- Task material -
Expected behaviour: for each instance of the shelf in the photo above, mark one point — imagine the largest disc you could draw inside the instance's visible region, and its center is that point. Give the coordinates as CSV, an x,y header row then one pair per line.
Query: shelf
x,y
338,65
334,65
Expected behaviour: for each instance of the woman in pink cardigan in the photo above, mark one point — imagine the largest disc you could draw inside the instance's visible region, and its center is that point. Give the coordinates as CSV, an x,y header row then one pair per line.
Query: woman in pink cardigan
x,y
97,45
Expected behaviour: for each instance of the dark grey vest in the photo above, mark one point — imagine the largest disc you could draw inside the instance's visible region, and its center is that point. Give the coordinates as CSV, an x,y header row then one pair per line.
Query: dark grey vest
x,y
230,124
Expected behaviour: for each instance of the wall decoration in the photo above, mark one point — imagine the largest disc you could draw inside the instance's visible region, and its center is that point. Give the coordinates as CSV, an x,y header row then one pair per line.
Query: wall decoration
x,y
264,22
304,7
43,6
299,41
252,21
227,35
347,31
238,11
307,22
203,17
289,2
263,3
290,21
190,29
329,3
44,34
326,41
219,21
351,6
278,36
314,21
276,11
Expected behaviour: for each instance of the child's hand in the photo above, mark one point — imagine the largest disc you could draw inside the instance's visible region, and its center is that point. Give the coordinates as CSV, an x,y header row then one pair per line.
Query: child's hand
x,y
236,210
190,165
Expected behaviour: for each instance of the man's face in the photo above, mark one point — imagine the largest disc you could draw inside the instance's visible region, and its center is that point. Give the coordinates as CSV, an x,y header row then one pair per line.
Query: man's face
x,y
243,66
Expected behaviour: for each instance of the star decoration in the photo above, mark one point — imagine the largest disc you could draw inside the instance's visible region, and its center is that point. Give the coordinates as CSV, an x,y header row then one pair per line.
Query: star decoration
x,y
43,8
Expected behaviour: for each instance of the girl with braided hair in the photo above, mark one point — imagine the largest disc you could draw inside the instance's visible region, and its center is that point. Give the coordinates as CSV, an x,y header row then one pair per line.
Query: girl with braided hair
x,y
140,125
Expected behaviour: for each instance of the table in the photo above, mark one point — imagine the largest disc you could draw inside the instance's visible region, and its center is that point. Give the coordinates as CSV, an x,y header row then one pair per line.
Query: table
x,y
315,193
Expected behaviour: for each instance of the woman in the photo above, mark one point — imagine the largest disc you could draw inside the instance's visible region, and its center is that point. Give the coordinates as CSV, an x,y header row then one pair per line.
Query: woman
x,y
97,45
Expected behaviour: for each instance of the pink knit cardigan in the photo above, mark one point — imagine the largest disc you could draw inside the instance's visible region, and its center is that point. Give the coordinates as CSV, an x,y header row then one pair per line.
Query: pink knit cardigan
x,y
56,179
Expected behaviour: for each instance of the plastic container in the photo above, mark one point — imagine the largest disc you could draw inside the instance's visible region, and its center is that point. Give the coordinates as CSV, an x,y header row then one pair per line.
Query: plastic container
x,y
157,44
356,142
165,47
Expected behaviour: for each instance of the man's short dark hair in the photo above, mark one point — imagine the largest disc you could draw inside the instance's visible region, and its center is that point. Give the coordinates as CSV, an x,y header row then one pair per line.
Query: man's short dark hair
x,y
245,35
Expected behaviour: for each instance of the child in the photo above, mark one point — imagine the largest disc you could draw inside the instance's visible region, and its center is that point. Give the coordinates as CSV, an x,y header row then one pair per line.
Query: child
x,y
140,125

- Task instructions -
Write out the whole listing exactly.

- Expected answer -
Expected behaviour: for each instance of the shelf in the photo above, mark one point — imagine the largest disc you could draw inside the instance's visible region, and its center is that point. Give the coordinates as CSV, an x,y header row then one pair per line.
Query: shelf
x,y
338,65
334,65
Expected behaviour: for each instance of the woman in pink cardigan in the photo above, mark one point — imagine the largest disc you could draw inside the instance's visible region, and its center is that point. Give the coordinates as CSV, an x,y header row then one pair per line.
Query: woman in pink cardigan
x,y
97,45
Expected behaviour: for each instance of the dark grey vest in the photo above, mark one point — imagine the largest disc you could draw inside the instance's visible region, and its center is that point. Give the coordinates as CSV, an x,y header row then one pair per line.
Query: dark grey vest
x,y
230,124
Expected behaviour: for each instance of the wall decoration in the photo above, mark one point — imagine the largest disc you could draw inside the instance's visible region, and its center is that point. Give the coordinates as CSV, an x,y header row then one pair per line.
Query: wall decoration
x,y
264,22
304,7
43,6
299,41
252,21
227,35
347,31
238,11
307,22
203,17
289,2
263,3
290,21
190,29
329,3
44,34
326,41
219,21
351,6
278,36
314,21
276,11
Expected behaviour: for each instance of the child's hand in the photo above, mark one point — imagine the largest disc you could draw inside the instance's visible region, and its center is that point. Give the coordinates as CSV, an x,y header row then one pair per line.
Query: child's hand
x,y
236,210
190,165
Expected behaviour: for each instance of the man's face in the photo above, mark one point — imagine the largest disc you could draw inside the instance's visible region, and its center is that point. Give the coordinates as CSV, an x,y header row then one pair per line.
Query: man's face
x,y
243,66
Expected behaviour: for each instance of the star decoration in the photo above, mark one point — imagine the largest disc you could draw inside the instance's visible region, and its center is that point. Give the coordinates as CSV, an x,y header row then one pair per line.
Query: star decoration
x,y
43,8
Expected behaviour: for each instance of the girl with braided hair in the photo above, mark one point — imagine the largest disc you could draw inside the instance's visible region, and its center is that point. Give the coordinates as CSV, an x,y header row then one pair per line.
Query: girl with braided hair
x,y
140,125
Expected behaviour: for each instance of the table in the photo above, mark one point — imagine the largest disc you could draw inside the instance's visible region, and its center is that point. Give the coordinates as CSV, an x,y header row then one pair per line.
Query: table
x,y
315,193
Expected behaviour: for each instance of the woman in the photo above, mark one point — imagine the largest disc you could draw inside the instance's visible region, and its center is that point. Give the coordinates as CSV, an x,y header row then one pair per line.
Query: woman
x,y
97,45
Expected behaviour: for each instance of the pink knit cardigan in the photo above, mark one point — imagine the largest disc you could draw inside the instance's visible region, and its center is that point. Give the coordinates as CSV, an x,y header row then one pair per line.
Query: pink knit cardigan
x,y
56,179
Expected behaviour: for each instance of the plastic container in the photo above, mark one point — imagine the largest disc you could draw inside the instance's visible region, and its center is that point. Give the coordinates as CSV, an x,y header row then one pair per line.
Query: plastic container
x,y
157,44
356,142
165,47
Expected behaviour: for each instance of the man's short dark hair in the photo above, mark one point — imagine the largest disc you could draw inside the instance's visible region, and its center is that point. Give the coordinates as CSV, an x,y header row then one pair per line.
Query: man's short dark hair
x,y
245,35
Expected behaviour: for each instance of the child in the photo above, mark one point — imagine the largest disc you could draw inside the instance's visible region, and its center is that point. Give the coordinates as CSV, an x,y header row then one pair per line.
Query: child
x,y
140,125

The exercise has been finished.